#### Instructions for the task:
Extract every record, keeping each one exactly as it is.

#### Given records:
________

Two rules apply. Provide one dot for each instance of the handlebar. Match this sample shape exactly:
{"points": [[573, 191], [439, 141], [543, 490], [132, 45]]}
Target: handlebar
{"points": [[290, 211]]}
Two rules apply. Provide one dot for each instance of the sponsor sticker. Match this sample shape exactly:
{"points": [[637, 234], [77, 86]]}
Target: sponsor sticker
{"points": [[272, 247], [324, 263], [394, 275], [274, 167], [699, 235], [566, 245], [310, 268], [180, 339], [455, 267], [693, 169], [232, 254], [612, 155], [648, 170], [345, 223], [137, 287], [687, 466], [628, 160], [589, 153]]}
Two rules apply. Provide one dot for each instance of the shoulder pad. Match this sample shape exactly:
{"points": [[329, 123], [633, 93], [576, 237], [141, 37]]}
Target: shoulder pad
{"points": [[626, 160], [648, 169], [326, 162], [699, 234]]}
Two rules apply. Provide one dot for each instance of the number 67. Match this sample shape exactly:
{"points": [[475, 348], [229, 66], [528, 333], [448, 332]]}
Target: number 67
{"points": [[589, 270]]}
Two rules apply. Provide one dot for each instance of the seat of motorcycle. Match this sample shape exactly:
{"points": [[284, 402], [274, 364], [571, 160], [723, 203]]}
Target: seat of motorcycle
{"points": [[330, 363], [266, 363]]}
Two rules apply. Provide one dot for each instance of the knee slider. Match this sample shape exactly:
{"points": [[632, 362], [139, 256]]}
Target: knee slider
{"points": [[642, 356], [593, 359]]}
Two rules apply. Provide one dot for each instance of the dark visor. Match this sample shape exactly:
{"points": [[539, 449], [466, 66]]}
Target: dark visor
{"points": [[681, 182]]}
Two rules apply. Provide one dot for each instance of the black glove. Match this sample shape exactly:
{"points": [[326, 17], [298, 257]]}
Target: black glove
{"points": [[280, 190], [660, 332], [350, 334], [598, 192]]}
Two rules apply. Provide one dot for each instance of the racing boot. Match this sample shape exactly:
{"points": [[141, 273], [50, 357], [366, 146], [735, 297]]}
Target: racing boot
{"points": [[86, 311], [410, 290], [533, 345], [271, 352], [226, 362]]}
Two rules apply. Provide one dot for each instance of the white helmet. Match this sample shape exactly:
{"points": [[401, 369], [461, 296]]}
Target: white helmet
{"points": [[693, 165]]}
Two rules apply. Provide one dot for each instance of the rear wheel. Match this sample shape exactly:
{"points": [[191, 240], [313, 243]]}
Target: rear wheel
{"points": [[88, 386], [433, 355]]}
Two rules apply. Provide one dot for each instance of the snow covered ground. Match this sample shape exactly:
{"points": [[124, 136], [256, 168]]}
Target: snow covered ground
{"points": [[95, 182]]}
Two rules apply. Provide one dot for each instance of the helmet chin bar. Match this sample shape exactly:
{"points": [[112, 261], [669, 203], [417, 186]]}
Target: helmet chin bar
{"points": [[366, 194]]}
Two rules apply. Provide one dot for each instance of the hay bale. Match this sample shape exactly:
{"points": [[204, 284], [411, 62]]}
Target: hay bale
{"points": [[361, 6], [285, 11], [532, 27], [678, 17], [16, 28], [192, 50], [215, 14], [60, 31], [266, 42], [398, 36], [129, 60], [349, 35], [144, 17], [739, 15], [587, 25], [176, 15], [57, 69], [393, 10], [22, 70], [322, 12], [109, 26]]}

________

#### Answer below:
Two rules apply. Provide one dot for each instance of the handlebar. Match this sample shape exactly:
{"points": [[573, 191], [439, 141], [543, 490], [132, 45]]}
Target: handlebar
{"points": [[290, 211]]}
Two rules apply. Provide one dot for each instance of the sponsor sticker. Match this sample shape exactly:
{"points": [[637, 234], [77, 86]]}
Target: sponsor sticker
{"points": [[272, 247], [324, 263], [394, 275], [274, 167], [699, 235], [566, 245], [310, 268], [180, 339], [455, 267], [693, 169], [232, 254], [612, 155], [648, 170], [345, 223], [137, 287], [687, 466], [628, 160], [589, 153]]}
Two rules apply. Provide one dot for each instance of the shoulder pad. Match this sample shape exactly:
{"points": [[329, 123], [633, 93], [576, 237], [141, 37]]}
Target: shoulder pad
{"points": [[626, 160], [648, 169], [326, 162], [699, 234]]}
Two rules apply. Provide one dot for each instance of the number 67. Match this sample shape exactly:
{"points": [[475, 348], [229, 66], [528, 333], [448, 332]]}
Target: number 67
{"points": [[589, 270]]}
Two rules apply. Provide one dot for each instance of the seat of motorcycle. Match this sample shape exactly:
{"points": [[284, 402], [274, 364], [571, 160], [723, 203]]}
Target: seat of motorcycle
{"points": [[330, 363], [266, 363]]}
Two rules apply. Provide one dot for each instance of the knee slider. Match this sample shape exactly:
{"points": [[632, 362], [139, 256]]}
Target: knee slider
{"points": [[642, 356], [593, 359]]}
Two rules apply. Provide one dot for each instance of the dark visor. Match this sample shape exactly:
{"points": [[539, 449], [466, 66]]}
Target: dark visor
{"points": [[681, 182]]}
Two rules apply. Provide one dot for each instance of the black glove. Match this sample shape exactly:
{"points": [[326, 17], [298, 257]]}
Target: black glove
{"points": [[280, 190], [660, 332], [350, 334], [598, 192]]}
Two rules apply. Provide one dot for each instance of the racing boot. Match this sample shape exactly:
{"points": [[141, 273], [50, 357], [366, 146], [735, 297]]}
Target: racing boot
{"points": [[86, 311], [410, 290], [533, 345], [271, 352], [226, 362]]}
Two rules apply. Provide one dot for each instance of the white helmet. Match this sample shape exactly:
{"points": [[401, 369], [461, 296]]}
Target: white helmet
{"points": [[693, 165]]}
Two rules apply. Provide one dot for each instance of the rear wheel. Match this sample shape exactly:
{"points": [[191, 240], [313, 243]]}
Target: rear wheel
{"points": [[88, 386], [433, 355]]}
Two rules apply. Provide one dot for each instance of the snow covered ground. Match this sample shape exactly:
{"points": [[124, 136], [256, 168]]}
Target: snow covered ground
{"points": [[95, 182]]}
Two rules apply. Provide one dot for each instance of the helmet chin bar. Match this sample shape exactly:
{"points": [[112, 261], [669, 203], [417, 186]]}
Target: helmet chin bar
{"points": [[366, 194]]}
Two rules apply. Provide one dot for each instance of the hay bale. Match this sample shape exactly:
{"points": [[204, 284], [411, 62]]}
Target: hay bale
{"points": [[361, 6], [285, 11], [532, 27], [678, 17], [16, 28], [192, 50], [215, 14], [60, 31], [266, 42], [398, 36], [129, 60], [349, 35], [144, 17], [739, 15], [587, 25], [176, 15], [57, 69], [393, 10], [22, 70], [322, 12], [109, 26]]}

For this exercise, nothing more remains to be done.